List, word for word, every line of the material below that contains the string "tube".

--- GIVEN ENTRIES ---
** start **

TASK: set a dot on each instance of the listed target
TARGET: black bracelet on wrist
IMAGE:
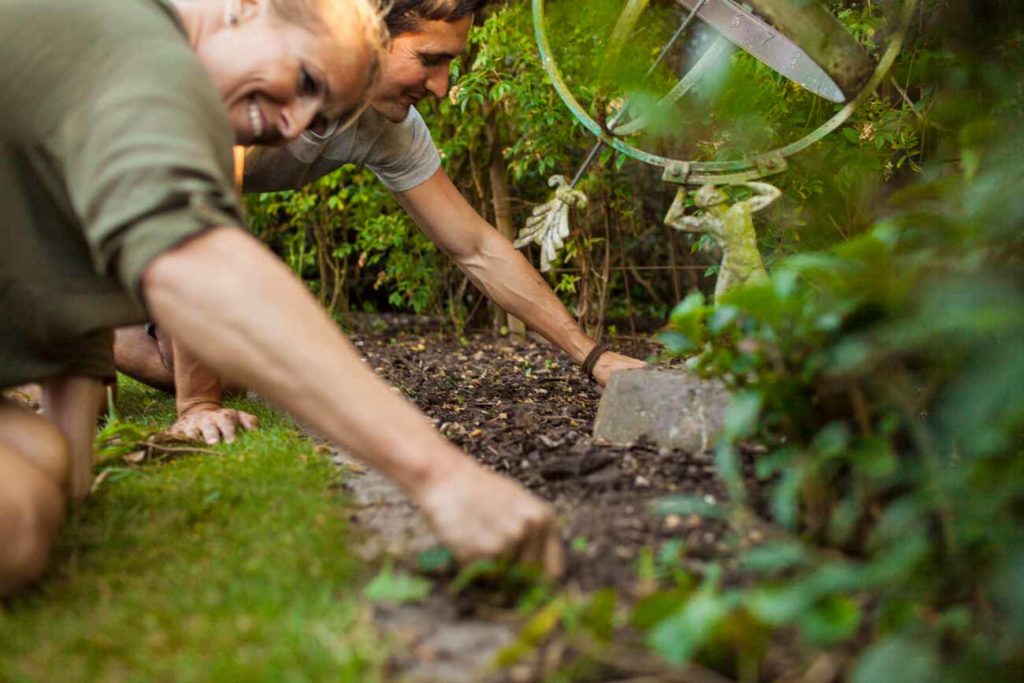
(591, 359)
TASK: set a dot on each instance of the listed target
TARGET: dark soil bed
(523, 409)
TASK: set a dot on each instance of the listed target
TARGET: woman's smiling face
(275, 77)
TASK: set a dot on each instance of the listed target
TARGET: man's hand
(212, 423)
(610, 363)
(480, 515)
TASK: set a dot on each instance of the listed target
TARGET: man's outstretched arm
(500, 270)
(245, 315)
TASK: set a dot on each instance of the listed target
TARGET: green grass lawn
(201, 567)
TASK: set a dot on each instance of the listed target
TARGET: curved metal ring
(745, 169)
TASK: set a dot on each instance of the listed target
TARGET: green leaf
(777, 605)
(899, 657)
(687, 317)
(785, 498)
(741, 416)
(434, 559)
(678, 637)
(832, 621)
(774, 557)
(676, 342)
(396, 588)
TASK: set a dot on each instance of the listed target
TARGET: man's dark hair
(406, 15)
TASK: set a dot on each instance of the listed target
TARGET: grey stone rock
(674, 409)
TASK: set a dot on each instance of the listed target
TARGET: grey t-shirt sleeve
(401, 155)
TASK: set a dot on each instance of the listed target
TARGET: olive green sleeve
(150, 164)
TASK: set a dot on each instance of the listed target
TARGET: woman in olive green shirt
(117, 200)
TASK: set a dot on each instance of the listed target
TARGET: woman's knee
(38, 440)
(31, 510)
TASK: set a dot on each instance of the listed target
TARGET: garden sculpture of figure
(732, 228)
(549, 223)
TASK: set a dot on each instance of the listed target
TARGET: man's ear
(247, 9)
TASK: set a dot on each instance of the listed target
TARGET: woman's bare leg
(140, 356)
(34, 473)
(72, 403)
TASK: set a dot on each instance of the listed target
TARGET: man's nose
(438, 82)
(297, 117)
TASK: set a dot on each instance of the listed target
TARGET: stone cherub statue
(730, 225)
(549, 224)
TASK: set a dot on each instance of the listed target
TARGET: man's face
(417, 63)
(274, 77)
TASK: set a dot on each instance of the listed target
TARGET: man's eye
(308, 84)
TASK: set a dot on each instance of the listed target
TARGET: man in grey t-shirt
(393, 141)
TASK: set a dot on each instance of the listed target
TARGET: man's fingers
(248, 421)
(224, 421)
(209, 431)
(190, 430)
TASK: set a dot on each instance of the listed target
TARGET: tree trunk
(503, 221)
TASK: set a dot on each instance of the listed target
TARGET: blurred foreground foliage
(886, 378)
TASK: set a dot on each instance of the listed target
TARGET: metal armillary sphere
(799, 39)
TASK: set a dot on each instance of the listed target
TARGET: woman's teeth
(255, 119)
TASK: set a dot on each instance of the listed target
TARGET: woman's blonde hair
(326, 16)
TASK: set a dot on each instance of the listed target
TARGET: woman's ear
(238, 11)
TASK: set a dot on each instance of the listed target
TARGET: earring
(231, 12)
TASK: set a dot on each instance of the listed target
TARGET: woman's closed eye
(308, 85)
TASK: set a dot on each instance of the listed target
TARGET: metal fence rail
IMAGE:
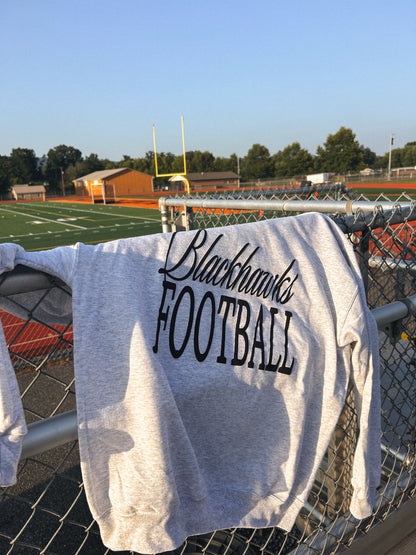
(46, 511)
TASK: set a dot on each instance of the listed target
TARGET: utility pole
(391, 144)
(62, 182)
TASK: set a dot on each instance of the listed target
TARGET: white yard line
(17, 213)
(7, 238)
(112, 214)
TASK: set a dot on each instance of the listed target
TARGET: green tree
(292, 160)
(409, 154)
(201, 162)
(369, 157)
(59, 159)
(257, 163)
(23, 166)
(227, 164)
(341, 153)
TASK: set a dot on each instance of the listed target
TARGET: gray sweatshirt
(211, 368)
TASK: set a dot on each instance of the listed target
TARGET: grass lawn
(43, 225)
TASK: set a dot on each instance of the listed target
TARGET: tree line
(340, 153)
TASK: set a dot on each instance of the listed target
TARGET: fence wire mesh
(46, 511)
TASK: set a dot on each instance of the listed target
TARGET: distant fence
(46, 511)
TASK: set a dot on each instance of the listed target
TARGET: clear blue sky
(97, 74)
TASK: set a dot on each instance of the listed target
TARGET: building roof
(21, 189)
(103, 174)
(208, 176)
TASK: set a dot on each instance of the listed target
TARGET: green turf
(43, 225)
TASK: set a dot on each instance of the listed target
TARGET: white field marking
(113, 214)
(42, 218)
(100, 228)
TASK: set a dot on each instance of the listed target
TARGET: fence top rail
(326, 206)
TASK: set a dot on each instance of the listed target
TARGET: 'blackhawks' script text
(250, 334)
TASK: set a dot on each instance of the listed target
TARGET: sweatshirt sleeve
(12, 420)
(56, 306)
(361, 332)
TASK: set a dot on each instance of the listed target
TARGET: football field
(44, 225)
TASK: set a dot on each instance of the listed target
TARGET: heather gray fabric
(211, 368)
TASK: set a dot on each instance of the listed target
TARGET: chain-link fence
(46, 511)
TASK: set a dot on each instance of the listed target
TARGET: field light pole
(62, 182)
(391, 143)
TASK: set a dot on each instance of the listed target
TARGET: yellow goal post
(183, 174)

** end **
** start **

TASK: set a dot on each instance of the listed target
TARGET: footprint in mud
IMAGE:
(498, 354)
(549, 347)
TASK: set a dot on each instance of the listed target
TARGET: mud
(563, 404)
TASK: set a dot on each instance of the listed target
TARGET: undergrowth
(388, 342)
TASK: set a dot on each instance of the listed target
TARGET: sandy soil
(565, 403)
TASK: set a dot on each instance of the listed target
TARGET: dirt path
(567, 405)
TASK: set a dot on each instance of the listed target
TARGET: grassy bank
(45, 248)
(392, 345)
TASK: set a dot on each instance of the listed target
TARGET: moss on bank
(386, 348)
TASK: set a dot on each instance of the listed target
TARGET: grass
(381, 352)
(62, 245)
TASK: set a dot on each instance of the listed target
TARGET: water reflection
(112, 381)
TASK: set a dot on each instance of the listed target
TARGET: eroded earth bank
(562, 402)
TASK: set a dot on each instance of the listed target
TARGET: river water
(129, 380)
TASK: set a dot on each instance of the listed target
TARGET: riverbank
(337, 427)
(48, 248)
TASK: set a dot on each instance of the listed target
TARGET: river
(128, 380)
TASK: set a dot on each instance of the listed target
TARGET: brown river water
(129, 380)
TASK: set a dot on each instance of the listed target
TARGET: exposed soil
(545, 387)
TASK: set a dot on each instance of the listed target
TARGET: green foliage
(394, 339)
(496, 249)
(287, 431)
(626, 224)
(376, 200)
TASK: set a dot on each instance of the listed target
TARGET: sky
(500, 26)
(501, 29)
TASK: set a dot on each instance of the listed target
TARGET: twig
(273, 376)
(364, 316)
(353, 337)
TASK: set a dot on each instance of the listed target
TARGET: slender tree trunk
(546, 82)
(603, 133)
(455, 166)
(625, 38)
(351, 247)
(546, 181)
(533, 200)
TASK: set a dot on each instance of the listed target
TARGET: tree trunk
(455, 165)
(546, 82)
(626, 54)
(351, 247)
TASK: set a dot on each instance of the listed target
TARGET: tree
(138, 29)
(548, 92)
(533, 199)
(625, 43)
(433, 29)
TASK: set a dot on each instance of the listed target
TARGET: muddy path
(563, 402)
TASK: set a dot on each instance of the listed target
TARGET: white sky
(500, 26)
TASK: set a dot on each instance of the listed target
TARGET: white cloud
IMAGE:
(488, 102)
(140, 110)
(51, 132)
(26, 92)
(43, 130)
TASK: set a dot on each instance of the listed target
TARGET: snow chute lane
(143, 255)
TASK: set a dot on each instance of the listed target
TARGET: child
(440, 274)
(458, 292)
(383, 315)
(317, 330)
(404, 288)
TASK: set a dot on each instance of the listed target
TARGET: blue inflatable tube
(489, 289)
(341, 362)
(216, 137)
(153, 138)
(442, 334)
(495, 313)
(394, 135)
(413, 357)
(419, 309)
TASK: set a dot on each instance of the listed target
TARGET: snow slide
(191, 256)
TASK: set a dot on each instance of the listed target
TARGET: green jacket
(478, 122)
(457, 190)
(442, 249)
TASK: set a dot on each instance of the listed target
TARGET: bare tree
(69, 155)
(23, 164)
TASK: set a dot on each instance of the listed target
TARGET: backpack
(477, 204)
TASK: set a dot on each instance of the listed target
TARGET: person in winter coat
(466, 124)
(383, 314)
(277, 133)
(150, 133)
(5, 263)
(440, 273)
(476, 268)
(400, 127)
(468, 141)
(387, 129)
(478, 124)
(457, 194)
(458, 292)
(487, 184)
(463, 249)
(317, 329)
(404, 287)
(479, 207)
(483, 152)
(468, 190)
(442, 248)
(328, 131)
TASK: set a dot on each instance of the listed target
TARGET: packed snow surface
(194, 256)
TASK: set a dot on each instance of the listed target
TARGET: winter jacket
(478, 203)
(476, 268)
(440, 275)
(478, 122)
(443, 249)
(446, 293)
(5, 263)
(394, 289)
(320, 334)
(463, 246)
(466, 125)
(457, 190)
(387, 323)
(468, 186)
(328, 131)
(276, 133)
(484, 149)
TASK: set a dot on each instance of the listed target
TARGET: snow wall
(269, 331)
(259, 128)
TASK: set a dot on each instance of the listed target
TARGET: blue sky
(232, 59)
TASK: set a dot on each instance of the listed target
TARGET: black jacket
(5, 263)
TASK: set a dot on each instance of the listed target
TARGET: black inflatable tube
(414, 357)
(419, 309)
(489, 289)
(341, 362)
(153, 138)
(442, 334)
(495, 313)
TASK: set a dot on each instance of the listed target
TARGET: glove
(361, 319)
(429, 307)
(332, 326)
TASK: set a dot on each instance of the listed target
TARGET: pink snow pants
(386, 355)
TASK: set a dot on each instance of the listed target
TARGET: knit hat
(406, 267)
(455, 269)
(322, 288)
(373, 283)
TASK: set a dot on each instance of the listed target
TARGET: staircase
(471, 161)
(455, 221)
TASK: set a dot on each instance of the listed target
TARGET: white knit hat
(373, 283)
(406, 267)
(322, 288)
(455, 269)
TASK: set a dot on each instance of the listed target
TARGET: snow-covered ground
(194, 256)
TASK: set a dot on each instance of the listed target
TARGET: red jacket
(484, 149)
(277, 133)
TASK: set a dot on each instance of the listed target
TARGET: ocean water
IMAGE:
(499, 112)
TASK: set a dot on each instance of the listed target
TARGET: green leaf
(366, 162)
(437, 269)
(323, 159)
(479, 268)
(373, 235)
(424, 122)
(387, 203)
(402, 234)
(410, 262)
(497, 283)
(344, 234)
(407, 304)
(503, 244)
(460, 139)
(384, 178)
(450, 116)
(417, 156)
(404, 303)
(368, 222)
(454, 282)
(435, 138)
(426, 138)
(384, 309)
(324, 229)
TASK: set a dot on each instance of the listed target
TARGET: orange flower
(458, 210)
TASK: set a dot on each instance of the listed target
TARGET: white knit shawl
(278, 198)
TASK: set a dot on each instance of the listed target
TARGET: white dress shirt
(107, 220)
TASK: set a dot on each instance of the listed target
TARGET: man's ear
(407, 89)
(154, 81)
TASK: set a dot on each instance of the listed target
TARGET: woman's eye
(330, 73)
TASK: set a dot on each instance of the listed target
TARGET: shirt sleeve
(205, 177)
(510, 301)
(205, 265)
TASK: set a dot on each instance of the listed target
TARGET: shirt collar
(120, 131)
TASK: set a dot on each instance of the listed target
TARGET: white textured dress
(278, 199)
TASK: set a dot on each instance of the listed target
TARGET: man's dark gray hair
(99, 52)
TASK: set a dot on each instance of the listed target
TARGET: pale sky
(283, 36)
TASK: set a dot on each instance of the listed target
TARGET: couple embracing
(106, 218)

** end **

--- EXERCISE ANSWER ---
TARGET: blue inflatable tube
TARGET: black inflatable tube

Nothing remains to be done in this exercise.